- _PROBLEM 1_
Collect every line in the listing below that contains the string "rose".
— start of DOCUMENT SEGMENT —
HULU’S COMMERCIAL ALGORITHM: THE ULTIMATE TROLL

Hulu has crashed onto the streaming services scene and has really been making waves. Offering a live TV option. Giving you the fastest access to current seasons. Beginning to rival Netflix’s quality and quantity with their Hulu Originals. Having one of the best color schemes in television apps. Green is honestly superior to red. It’s the color of money for one. And half of the Christmas color scheme. Supposedly, according to my BIF (best Internet friend) Google, our minds associate it with life, nature, energy, growth, freshness, safety, and ambition, among other things.

Despite all the good things going it’s way, though, Hulu has a dark side. Some might think that’s their default advertisement tier. Those people would be partially right. I mean, sure, there is the option to pay for Hulu with no ads. But who has that kind of frivolous spending in their budget? It’s twice as much. And then I would lose my built in bathroom, and snack, breaks. In other words, for more of my money, I would physically have to pick up the remote to pause what I was watching to take a break. That feels backwards. A little unfair, honestly. Thus, I am but a Hulu peasant living with their commercial breaks.

Side tangent aside, the commercial breaks are a necessary evil in my current lifestyle. If you’re living the 1% life and don’t have the basic plan, then you may not be able to relate to the one major downside to Hulu. Which, of course, is their commercial algorithm troll. During my PH years – that’s pre-Hulu in case it was unclear – I thought I was kind of an average, normal-ish millennial. Sure I had my quirks, but overall believed I was in the same general range as my peers. From a lifestyle and preferences standpoint.

However, after leveling up to multiple streaming services and adding the big green H to my TV apps, I’ve realized that I am both a middle aged soccer mom and a lonely college student. I am neither a mom, nor am I middle aged, nor am I lonely, nor am I a college student. At least, I didn’t think I was. Enter Hubert the Hulu Troll. In my mind this algorithm is an angry old man, so I figured Hubert best fit that analogy. Hubert made me realize that I’ve basically been living in some weird dream as a mid-twenties millennial.
— end of DOCUMENT SEGMENT —
— start of DATA ROWS —
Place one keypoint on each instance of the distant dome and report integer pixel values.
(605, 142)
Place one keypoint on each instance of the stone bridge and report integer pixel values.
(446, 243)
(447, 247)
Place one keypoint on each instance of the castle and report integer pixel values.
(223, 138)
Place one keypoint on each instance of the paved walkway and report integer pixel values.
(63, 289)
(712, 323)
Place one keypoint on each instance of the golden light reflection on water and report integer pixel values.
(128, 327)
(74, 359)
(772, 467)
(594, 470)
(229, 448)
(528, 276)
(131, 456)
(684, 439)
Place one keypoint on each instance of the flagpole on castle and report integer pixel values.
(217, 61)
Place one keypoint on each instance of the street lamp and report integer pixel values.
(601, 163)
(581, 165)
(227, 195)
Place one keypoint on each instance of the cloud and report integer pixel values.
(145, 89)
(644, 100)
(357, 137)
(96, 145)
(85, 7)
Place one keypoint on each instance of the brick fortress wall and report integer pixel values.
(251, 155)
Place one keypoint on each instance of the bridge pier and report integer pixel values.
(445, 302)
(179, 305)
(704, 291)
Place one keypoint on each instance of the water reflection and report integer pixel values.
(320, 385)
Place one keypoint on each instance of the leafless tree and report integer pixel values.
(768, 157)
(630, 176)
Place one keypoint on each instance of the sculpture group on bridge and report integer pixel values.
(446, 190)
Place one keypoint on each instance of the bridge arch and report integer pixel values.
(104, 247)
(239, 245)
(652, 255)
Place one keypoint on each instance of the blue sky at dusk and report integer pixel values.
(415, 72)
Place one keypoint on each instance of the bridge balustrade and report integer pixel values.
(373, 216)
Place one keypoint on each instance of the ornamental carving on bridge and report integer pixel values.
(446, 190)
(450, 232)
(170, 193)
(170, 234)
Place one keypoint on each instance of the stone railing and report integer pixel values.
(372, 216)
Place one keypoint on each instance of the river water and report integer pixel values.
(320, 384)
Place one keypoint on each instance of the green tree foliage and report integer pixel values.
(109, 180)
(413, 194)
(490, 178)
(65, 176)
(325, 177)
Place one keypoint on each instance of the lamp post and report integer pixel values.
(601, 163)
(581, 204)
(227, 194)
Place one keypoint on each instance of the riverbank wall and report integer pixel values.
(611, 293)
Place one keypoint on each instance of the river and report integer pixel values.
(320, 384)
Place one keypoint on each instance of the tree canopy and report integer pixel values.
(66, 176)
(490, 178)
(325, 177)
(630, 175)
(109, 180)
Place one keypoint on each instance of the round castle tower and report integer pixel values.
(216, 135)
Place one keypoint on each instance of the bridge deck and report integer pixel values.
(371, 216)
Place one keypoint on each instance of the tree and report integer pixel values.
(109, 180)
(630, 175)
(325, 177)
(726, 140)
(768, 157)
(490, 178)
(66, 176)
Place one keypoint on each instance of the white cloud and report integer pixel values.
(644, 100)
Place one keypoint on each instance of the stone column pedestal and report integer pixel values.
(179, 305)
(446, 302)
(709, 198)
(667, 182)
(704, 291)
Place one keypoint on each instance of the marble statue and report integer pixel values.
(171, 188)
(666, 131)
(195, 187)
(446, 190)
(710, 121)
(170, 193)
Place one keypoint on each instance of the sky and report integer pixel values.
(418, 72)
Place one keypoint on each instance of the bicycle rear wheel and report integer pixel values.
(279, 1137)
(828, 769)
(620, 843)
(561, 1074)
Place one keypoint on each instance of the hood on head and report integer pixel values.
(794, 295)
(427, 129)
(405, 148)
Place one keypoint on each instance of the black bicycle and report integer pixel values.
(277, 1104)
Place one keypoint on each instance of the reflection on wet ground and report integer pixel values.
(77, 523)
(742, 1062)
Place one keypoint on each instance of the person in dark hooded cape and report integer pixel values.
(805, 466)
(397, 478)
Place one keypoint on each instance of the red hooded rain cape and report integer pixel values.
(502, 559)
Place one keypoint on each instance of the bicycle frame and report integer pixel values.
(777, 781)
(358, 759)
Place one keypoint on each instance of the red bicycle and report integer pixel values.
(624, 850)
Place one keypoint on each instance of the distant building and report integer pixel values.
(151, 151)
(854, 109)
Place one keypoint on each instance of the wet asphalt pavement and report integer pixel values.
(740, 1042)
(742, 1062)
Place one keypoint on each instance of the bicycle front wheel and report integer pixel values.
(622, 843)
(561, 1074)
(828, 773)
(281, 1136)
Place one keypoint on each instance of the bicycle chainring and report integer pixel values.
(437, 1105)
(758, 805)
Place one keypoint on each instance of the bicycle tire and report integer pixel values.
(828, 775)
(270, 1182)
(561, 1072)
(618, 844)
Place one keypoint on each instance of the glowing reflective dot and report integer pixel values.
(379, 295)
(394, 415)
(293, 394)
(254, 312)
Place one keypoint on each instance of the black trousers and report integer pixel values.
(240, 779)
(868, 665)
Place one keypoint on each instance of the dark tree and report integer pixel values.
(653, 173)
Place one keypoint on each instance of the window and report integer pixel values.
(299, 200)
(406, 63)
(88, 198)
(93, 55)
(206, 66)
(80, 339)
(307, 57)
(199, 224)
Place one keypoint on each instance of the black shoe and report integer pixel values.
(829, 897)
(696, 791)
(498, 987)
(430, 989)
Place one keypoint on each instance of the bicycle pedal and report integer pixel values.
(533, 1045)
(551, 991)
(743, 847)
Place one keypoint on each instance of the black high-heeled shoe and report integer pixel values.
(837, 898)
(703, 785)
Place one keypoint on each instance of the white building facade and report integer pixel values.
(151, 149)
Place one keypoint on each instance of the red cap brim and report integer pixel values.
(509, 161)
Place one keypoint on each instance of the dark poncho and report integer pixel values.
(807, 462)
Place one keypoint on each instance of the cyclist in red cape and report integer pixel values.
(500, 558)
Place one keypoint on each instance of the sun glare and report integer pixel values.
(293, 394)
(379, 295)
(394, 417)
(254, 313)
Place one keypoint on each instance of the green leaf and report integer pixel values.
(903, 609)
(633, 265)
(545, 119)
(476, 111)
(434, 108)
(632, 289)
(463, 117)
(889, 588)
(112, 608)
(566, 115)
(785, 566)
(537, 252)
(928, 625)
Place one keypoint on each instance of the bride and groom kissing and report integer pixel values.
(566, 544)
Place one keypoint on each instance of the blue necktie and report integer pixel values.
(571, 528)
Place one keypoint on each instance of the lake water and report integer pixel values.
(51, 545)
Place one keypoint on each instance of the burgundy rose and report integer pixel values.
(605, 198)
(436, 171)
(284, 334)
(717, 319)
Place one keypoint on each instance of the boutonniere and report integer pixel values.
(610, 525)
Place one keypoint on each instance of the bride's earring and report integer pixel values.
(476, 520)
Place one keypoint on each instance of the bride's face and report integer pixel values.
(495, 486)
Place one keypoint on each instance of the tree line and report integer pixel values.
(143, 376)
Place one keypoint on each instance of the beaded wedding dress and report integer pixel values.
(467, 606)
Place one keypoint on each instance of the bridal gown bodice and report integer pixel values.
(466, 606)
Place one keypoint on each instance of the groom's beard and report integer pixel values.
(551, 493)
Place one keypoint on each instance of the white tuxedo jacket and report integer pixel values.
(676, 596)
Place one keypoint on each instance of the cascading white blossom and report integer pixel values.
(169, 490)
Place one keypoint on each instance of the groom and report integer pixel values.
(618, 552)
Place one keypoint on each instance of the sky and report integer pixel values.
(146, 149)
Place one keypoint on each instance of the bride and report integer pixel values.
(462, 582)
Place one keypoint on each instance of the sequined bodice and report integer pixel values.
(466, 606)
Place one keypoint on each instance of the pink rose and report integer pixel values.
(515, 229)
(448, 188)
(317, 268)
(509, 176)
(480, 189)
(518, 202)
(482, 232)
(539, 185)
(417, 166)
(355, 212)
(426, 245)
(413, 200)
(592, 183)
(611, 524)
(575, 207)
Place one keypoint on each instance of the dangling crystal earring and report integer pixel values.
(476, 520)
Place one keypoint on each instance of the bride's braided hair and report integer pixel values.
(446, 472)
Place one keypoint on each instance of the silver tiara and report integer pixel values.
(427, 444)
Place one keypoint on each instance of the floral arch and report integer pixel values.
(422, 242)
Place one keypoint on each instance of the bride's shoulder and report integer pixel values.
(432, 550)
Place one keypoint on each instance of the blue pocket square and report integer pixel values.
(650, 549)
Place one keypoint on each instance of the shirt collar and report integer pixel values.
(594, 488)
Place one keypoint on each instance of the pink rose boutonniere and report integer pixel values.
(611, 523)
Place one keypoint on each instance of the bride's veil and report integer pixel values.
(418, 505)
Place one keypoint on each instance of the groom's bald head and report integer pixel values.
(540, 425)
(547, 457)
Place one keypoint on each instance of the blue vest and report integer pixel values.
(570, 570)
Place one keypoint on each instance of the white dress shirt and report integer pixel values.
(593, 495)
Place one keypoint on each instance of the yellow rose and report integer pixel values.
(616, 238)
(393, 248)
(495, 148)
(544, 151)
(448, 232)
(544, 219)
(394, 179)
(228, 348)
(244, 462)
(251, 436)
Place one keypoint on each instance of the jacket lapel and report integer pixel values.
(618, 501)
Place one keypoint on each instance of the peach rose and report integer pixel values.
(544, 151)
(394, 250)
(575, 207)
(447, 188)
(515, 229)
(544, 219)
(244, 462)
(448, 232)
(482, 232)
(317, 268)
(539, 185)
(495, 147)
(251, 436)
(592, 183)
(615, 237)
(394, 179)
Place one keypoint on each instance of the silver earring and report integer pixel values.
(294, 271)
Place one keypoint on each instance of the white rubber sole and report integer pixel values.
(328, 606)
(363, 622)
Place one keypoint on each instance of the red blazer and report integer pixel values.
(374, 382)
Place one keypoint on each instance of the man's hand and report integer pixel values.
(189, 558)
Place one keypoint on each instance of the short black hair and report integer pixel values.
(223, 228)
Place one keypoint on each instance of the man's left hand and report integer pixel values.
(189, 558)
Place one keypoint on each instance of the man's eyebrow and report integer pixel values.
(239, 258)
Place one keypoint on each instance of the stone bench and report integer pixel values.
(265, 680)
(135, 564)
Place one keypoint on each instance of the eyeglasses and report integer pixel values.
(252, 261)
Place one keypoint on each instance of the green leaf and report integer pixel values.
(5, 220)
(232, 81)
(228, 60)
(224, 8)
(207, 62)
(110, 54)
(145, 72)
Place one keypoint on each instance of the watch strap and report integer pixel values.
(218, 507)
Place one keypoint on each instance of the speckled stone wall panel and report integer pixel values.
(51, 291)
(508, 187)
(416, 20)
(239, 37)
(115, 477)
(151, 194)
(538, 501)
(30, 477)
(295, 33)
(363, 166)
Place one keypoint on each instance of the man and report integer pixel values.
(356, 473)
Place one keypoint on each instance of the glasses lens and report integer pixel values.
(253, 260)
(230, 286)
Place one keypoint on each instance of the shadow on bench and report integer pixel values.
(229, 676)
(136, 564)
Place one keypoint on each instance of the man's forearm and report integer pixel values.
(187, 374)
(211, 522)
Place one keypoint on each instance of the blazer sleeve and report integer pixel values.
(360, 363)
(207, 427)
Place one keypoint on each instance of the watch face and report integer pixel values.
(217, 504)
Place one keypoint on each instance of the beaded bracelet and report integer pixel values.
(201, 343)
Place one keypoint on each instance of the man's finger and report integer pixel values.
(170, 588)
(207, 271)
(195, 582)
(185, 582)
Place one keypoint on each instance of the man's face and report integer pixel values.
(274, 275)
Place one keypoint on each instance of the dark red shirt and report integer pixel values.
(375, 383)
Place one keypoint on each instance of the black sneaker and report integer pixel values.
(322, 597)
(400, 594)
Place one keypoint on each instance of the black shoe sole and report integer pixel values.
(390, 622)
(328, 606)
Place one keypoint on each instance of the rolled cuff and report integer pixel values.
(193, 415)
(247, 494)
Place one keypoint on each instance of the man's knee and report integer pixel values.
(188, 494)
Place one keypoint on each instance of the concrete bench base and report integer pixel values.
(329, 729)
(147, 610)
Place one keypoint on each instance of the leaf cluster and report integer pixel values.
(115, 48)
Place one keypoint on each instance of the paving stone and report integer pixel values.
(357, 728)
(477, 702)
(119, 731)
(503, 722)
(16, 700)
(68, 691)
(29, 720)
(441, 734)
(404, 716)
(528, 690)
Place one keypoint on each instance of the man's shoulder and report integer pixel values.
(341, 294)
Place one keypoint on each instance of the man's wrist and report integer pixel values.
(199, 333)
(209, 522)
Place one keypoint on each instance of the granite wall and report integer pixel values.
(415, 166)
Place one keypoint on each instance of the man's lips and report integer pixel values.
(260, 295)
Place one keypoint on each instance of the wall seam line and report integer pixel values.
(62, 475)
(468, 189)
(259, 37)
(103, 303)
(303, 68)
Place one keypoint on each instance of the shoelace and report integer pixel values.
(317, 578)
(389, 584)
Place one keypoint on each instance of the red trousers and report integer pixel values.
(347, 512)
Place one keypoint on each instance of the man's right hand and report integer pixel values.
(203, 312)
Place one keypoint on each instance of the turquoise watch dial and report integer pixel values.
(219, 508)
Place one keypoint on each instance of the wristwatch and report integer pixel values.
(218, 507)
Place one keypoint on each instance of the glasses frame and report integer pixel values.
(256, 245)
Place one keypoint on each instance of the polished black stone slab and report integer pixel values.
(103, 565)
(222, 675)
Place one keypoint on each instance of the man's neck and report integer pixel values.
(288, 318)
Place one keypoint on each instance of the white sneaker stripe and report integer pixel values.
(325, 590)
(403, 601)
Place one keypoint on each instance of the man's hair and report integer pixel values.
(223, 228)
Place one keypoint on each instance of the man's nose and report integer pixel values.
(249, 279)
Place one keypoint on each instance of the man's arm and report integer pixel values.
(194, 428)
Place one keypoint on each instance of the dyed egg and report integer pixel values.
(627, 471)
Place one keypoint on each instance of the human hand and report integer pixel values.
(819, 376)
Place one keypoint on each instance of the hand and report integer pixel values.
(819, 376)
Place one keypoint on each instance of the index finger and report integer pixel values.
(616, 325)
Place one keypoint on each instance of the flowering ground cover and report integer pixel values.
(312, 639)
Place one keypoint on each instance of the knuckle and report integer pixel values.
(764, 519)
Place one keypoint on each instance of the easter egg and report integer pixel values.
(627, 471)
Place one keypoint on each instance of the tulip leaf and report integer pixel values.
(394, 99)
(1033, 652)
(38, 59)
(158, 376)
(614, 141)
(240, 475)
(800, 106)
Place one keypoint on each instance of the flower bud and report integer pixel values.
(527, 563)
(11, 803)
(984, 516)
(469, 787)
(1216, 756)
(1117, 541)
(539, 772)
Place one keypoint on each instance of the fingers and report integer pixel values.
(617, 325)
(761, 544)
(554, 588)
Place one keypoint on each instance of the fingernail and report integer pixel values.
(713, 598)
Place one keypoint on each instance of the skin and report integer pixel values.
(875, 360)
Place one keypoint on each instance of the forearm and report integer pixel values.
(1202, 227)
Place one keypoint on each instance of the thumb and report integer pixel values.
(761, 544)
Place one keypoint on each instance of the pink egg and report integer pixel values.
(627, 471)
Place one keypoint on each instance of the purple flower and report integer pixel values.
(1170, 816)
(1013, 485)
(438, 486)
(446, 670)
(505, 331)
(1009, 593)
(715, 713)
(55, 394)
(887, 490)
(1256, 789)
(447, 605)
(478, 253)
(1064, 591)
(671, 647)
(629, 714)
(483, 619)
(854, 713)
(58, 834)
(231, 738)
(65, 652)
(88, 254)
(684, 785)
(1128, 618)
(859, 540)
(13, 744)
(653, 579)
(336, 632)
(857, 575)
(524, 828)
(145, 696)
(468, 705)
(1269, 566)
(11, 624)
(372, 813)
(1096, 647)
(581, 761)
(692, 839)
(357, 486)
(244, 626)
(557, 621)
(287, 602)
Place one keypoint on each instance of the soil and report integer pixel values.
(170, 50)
— end of DATA ROWS —
- _PROBLEM 2_
Pick up the essay about Hulu's commercial algorithm from its last sentence and continue writing it.

- _ANSWER 1_
Place one keypoint on each instance of the burgundy rose and report integer pixel values.
Place one keypoint on each instance of the pink rose and report integer pixel values.
Place one keypoint on each instance of the pink rose boutonniere and report integer pixel values.
Place one keypoint on each instance of the yellow rose and report integer pixel values.
Place one keypoint on each instance of the peach rose and report integer pixel values.

- _ANSWER 2_
I’m no algorithm expert, but I know that at a basic level it takes your viewing preferences and suggests commercials based on what category it thinks you fall into. Oh, and obviously your smart TV, and any other devices with your Hulu app, listens to your conversations and throws out commercials based on your conversations. So it takes the data it has, steals data from private conversations and stereotypes you. How fun is that?! 

If it feels a bit creepy, that’s because it is. I’ve been talking about adopting a new puppy since the fall. Simply talking. And texting. With my friends and family. On my phone. Which doesn’t have the Hulu app. Yet, guess who keeps getting Petfinder and Hill’s Pet Nutrition commercials? Correct, yours truly. Although, if we’re being honest, it could have been a much worse topic for them to take from my non Hulu related activity, so I guess there’s a silver lining. I get to see adorable dogs on my commercial breaks. On the flip side, though, it also thinks that I have children. I get a disturbing amount of Pull-Ups, minivan, and Hornitos tequila commercials. If Hulu is listening, please just send me more puppies.

Like all good technology, it doesn’t always get it right. Occasionally I get commercials for Meow Mix and I know you don’t know me, but I’m not a cat person. I don’t own a cat. I won’t own a cat. Stop trying to sell me on the impossible. I also find it funny when I get whiskey commercials since I hate whiskey. And all of my private conversations would indicate that. Maybe my significant other is whispering sweet nothings in Hubert’s ear to try and get me on the brown liquor train. But I will stand strong.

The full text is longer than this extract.